§ **PROBLEM 1**:
For each statement, say yes or no depending on whether it agrees with the text below on child victims before juvenile justice boards, and quote the deciding words. (a) POCSO requires in-camera proceedings. (b) The Juvenile Justice Act gives extensive guidance on protecting the dignity of child victims. (c) Boards always step in when defence questioning is inappropriate.
§ **PROBLEM 2**:
Answer these questions from the text below on child victims before juvenile justice boards.
(a) Who helped Shweta seek redress from the JJB?
(b) Where do victims report waiting?
(c) Who do defence teams sometimes include during a child's testimony?
§ **PROBLEM 3**:
List every child-friendly procedure that the text below on child victims before juvenile justice boards says POCSO mandates.

§ **TEXT EXTRACT**:

With the help of a Support Person, Shweta sought redress from the JJB. She and other child survivors recount a justice process that is opaque, intimidating and insensitive to victims. While the Juvenile Justice Act focuses extensively on rehabilitation and safeguards for children in conflict with law (CCL), it contains little guidance on protecting the dignity, participation and safety of child victims who must appear before the same boards.
By contrast, the Protection of Children from Sexual Offences (POCSO) Act and its jurisprudence emphasise preventing secondary victimisation. POCSO mandates child-friendly procedures: support persons, separate waiting areas, in-camera proceedings and shielding arrangements to avoid direct confrontation with the accused. According to the accounts, these protections frequently disappear when cases move to the JJB.
Victims report waiting in crowded corridors alongside the accused and their families, with no separate spaces or trauma-informed arrangements. Inside hearings, proceedings are often not in camera; defence teams sometimes include multiple junior lawyers during a child’s testimony.
Boards reportedly refuse to allow trusted adults or Support Persons to remain with the child while evidence is recorded, and do not use chambers or screens to shield victims from facing the CCL directly. Defence questioning can be aggressive, confusing and humiliating, and boards do not always intervene when inappropriate lines of questioning or insensitive remarks occur.

§ **DATA SECTION**:
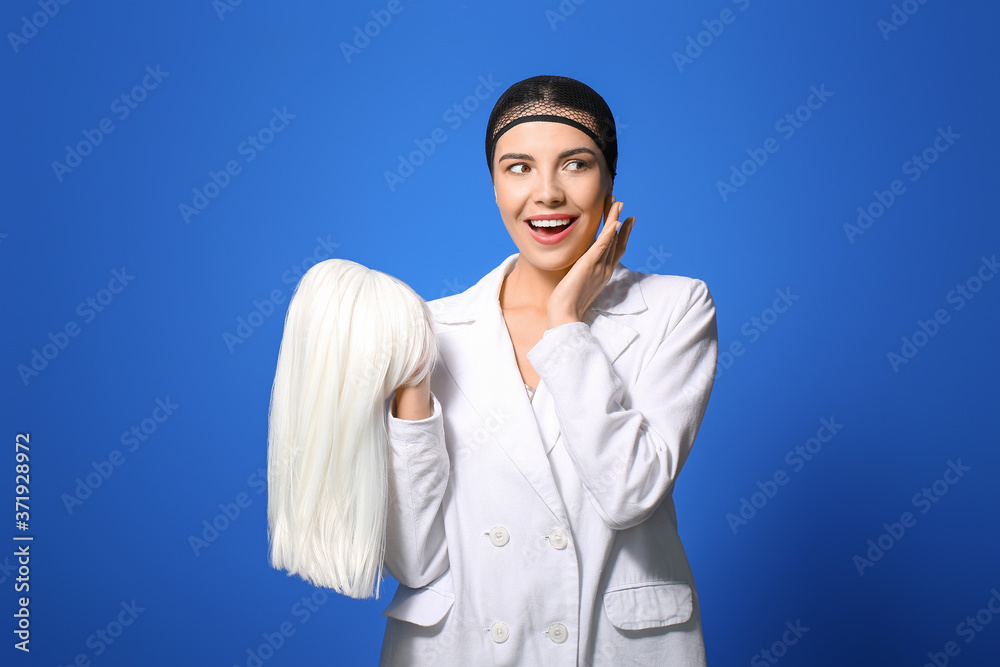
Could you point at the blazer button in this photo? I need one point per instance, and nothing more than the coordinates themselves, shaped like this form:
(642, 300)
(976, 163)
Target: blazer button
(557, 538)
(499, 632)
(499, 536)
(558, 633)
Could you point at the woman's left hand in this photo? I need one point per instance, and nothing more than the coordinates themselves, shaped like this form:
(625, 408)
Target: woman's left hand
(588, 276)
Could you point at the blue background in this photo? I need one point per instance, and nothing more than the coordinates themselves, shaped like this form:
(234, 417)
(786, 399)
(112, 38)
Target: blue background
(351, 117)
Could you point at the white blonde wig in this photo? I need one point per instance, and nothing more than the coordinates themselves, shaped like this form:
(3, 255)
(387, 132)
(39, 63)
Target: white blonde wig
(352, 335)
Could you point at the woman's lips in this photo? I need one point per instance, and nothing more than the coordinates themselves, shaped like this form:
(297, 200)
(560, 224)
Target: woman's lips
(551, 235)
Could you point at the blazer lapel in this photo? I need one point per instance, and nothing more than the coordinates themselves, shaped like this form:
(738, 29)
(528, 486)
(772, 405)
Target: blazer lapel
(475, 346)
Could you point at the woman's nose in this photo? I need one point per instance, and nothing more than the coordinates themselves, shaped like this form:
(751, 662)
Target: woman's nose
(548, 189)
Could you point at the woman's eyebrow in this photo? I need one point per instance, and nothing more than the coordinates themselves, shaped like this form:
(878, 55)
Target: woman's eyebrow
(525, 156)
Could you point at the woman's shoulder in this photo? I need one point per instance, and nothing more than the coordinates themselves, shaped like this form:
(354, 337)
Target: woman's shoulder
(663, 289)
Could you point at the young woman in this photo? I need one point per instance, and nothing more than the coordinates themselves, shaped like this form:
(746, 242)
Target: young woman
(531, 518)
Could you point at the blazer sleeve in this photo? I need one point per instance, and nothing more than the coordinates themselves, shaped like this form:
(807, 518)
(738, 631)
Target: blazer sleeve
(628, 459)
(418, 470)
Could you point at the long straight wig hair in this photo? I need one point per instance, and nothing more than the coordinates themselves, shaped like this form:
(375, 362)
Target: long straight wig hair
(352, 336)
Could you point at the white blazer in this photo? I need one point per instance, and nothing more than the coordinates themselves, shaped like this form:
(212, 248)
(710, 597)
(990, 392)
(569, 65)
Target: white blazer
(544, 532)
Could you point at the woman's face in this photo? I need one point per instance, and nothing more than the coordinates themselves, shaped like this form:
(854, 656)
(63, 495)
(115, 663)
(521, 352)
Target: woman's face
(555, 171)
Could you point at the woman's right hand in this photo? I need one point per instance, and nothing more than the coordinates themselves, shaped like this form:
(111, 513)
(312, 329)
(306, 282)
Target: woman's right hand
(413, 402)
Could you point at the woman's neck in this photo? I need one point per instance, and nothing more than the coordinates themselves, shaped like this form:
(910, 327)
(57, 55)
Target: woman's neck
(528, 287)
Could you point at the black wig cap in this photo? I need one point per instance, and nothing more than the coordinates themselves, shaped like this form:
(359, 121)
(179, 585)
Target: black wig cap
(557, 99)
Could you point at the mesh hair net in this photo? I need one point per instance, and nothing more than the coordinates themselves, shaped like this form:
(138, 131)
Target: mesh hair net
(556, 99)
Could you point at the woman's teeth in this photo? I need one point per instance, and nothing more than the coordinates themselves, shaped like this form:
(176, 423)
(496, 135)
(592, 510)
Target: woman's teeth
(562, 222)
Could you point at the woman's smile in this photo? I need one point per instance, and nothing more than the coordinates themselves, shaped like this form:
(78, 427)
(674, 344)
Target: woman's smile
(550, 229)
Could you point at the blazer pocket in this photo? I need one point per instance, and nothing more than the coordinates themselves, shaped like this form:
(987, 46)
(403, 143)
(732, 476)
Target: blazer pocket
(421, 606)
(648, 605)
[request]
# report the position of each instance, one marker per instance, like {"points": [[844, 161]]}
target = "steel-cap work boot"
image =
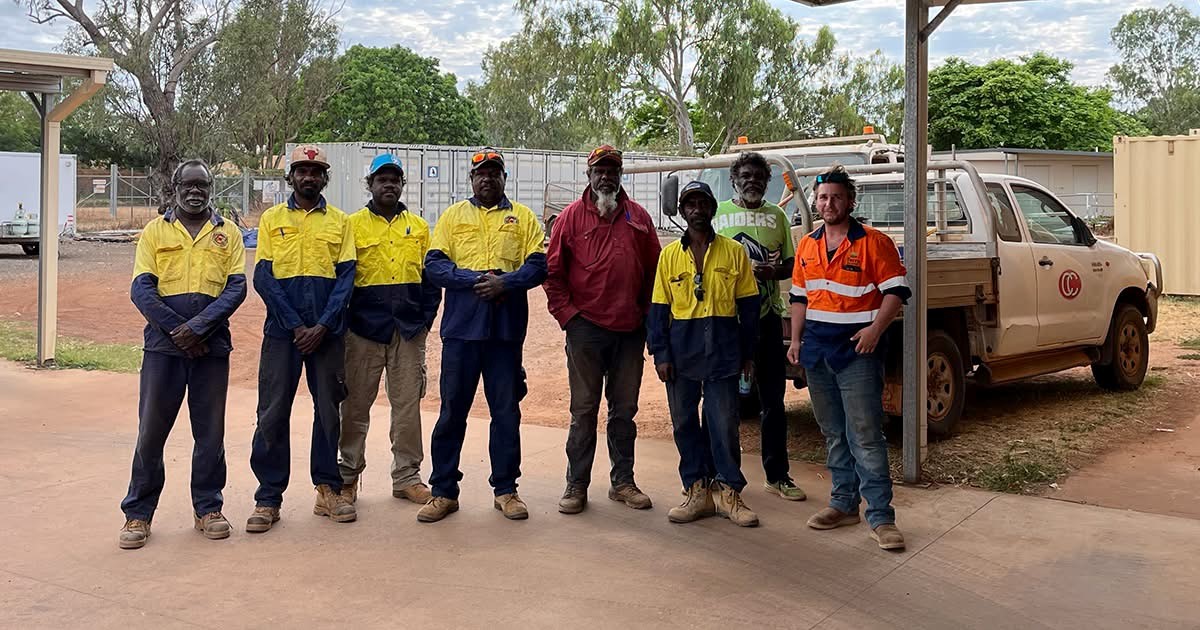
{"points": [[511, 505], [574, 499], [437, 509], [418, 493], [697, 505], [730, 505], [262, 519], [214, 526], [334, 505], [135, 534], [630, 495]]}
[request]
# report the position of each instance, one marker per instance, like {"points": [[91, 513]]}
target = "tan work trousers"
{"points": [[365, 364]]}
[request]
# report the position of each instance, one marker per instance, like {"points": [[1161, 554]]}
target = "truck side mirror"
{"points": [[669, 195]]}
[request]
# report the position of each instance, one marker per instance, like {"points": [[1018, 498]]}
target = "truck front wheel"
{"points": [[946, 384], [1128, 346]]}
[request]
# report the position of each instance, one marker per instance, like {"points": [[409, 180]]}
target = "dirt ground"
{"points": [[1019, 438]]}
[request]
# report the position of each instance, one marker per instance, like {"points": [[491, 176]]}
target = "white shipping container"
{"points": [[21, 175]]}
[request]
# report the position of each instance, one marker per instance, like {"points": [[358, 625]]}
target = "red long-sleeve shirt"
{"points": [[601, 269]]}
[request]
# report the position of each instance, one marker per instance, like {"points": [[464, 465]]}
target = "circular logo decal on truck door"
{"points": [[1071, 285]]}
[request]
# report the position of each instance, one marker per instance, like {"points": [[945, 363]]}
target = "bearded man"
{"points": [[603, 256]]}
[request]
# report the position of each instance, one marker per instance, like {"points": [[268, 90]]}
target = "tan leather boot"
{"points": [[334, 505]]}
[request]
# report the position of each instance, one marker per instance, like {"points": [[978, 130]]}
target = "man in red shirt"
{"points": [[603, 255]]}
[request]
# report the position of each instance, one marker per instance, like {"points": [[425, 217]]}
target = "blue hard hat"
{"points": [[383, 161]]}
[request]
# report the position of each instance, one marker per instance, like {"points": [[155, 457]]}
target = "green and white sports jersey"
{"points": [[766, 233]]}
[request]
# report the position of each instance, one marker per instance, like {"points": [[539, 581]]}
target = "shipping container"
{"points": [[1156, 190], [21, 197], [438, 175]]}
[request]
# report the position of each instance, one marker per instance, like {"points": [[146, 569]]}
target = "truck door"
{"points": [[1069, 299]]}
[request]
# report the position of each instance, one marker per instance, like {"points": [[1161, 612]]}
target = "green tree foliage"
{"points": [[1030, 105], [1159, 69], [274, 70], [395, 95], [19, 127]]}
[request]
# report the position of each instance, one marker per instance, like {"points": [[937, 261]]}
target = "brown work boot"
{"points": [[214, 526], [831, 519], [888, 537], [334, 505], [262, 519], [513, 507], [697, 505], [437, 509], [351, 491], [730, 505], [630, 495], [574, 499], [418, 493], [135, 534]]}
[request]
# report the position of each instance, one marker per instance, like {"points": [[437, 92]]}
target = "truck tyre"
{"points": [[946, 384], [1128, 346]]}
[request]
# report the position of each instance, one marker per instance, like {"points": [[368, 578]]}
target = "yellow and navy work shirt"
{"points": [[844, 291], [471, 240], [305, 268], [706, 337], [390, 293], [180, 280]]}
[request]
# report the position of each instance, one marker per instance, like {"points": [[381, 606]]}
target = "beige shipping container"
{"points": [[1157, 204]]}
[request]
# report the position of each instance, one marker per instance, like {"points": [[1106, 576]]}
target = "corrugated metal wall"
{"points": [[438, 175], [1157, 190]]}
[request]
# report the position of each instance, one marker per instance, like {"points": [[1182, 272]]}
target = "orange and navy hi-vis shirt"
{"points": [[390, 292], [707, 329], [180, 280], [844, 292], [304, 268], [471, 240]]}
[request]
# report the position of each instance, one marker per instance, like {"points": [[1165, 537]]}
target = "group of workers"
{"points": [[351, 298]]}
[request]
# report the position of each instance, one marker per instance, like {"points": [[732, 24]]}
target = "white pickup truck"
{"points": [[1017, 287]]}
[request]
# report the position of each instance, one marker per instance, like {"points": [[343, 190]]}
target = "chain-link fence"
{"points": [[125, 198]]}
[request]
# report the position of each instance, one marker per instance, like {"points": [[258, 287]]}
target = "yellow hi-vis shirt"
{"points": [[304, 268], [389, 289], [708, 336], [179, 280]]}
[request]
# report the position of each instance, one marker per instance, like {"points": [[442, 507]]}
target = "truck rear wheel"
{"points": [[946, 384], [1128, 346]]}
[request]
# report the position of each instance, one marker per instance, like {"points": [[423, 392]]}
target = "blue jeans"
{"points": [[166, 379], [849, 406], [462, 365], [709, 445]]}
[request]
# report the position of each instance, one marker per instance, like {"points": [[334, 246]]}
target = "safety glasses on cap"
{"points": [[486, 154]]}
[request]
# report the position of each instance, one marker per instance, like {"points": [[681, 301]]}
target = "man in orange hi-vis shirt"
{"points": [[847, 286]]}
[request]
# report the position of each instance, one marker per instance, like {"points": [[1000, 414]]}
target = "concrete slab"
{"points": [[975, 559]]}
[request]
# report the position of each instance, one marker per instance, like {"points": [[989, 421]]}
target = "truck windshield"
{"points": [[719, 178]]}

§ **EXPECTED ANSWER 1**:
(a) Yes: "POCSO mandates child-friendly procedures: support persons, separate waiting areas, in-camera proceedings and shielding arrangements to avoid direct confrontation with the accused."
(b) No: "it contains little guidance on protecting the dignity, participation and safety of child victims who must appear before the same boards."
(c) No: "boards do not always intervene when inappropriate lines of questioning or insensitive remarks occur."

§ **EXPECTED ANSWER 2**:
(a) A Support Person
(b) In crowded corridors alongside the accused and their families
(c) Multiple junior lawyers

§ **EXPECTED ANSWER 3**:
- Support persons
- Separate waiting areas
- In-camera proceedings
- Shielding arrangements to avoid direct confrontation with the accused